Challenge —
Copy out everything from the line containing "trace the outline of every instance of the <item>blurred" down to the line containing "[[[924,34],[927,0],[0,0],[0,88],[424,106],[715,194],[927,101]]]", including both of those lines and changing nothing.

Part of a data file:
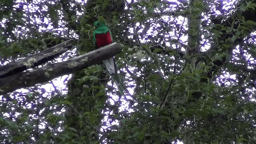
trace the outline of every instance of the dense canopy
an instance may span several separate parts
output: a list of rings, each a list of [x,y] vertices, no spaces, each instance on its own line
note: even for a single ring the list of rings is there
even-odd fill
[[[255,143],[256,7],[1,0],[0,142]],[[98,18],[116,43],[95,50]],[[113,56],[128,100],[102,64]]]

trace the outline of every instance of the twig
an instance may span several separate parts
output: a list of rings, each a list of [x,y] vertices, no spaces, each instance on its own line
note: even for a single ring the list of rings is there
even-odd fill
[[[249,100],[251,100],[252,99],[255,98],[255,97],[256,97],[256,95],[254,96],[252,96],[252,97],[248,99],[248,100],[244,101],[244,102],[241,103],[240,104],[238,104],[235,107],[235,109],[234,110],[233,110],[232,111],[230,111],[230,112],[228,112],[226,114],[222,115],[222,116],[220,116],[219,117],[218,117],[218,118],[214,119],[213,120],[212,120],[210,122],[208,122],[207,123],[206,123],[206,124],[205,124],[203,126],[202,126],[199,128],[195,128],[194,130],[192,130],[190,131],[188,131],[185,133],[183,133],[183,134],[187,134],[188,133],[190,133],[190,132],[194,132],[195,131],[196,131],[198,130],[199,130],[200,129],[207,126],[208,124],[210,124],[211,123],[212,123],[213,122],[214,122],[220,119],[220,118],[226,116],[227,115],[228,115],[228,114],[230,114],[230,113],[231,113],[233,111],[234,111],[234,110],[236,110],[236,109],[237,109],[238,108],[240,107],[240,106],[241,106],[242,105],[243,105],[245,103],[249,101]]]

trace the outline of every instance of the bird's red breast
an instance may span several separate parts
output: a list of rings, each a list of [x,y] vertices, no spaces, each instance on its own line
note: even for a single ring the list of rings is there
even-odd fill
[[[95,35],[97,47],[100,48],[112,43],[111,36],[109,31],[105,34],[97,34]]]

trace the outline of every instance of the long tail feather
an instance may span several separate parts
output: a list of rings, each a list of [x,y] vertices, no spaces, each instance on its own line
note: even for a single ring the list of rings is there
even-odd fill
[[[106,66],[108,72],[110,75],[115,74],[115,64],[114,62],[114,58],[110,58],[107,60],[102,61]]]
* * *
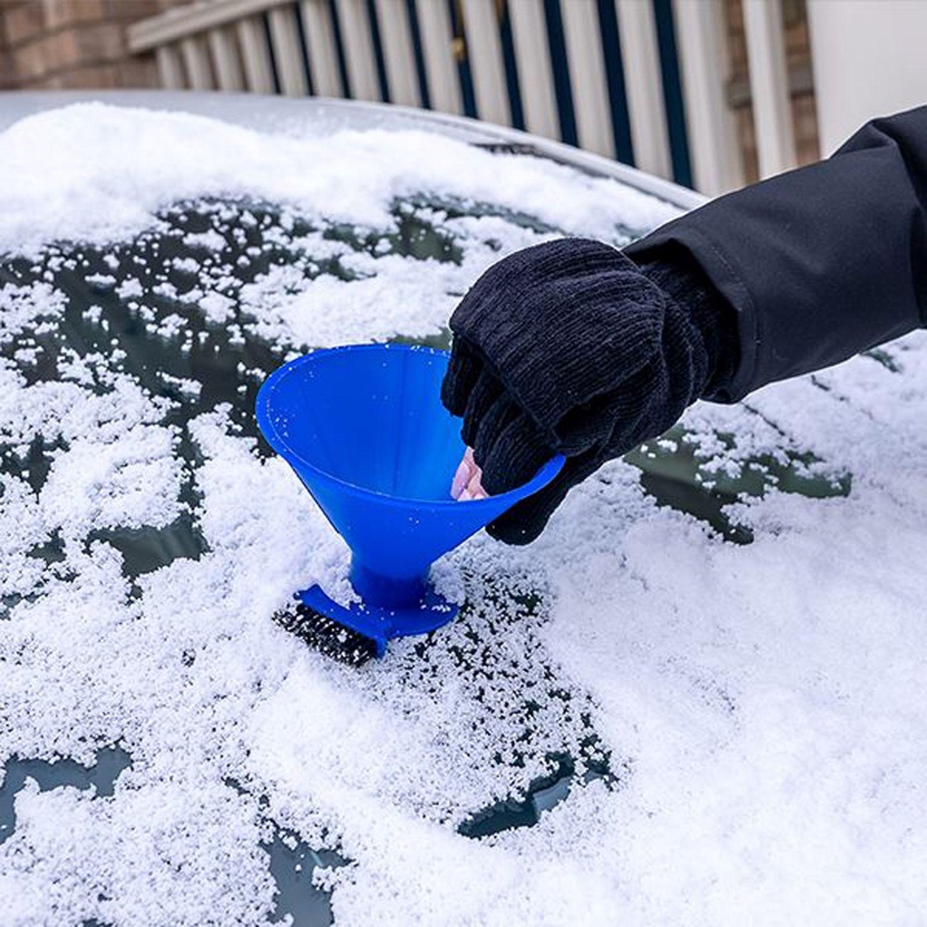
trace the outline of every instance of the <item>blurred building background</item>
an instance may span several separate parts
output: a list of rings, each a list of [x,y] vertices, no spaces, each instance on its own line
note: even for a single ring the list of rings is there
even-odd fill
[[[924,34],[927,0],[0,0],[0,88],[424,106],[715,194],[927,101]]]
--
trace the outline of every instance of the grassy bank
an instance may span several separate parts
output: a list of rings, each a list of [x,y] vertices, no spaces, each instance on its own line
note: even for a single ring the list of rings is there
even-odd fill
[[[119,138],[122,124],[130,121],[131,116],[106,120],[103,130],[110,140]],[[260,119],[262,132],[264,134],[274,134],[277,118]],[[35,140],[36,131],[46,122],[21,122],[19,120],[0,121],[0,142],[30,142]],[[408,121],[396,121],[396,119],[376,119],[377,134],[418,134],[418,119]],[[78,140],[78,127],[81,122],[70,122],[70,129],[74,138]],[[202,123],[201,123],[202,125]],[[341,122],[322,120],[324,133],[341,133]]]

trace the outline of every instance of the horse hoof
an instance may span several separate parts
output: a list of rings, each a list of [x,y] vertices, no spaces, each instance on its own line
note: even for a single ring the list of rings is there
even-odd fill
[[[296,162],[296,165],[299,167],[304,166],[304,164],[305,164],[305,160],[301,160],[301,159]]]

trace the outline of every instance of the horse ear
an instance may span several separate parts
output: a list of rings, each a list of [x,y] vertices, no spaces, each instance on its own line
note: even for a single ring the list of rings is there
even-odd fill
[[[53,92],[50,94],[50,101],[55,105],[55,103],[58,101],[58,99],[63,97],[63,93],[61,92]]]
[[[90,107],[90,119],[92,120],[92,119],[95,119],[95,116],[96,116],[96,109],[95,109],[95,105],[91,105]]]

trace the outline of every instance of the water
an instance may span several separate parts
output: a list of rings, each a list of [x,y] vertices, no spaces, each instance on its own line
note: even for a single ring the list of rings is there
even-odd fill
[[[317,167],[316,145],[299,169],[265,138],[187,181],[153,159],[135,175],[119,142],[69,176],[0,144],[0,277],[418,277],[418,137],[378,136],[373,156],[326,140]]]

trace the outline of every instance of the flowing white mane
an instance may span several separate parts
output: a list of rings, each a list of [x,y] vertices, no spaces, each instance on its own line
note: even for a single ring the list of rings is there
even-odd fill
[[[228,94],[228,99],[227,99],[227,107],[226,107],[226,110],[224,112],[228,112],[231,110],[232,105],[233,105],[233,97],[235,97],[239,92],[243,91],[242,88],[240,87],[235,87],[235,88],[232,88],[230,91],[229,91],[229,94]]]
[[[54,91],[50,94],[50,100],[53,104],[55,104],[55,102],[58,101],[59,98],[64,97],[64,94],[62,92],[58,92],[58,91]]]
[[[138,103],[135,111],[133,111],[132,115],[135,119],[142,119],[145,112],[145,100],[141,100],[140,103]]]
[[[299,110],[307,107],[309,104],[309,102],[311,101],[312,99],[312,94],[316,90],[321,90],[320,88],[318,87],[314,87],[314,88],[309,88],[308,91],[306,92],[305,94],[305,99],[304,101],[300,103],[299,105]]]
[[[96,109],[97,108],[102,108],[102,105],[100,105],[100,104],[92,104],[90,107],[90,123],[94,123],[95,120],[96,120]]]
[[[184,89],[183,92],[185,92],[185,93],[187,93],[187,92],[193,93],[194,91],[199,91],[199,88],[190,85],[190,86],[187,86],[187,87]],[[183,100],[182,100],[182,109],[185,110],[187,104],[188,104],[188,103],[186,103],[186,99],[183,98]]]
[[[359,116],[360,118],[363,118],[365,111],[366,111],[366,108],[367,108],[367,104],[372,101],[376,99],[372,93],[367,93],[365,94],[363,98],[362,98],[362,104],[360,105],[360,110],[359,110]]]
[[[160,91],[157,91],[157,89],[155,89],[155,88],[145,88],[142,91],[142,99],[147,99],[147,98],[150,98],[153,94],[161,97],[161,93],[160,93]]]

Output of the task —
trace the outline of every instance of the <item>blurred building background</item>
an instance may span several separate parts
output: a list of rings, each a list of [x,y] vertices, no spaces, each instance on its own line
note: even for a single ring the list of rings is there
even-odd fill
[[[924,34],[927,0],[0,0],[0,88],[424,106],[715,194],[927,101]]]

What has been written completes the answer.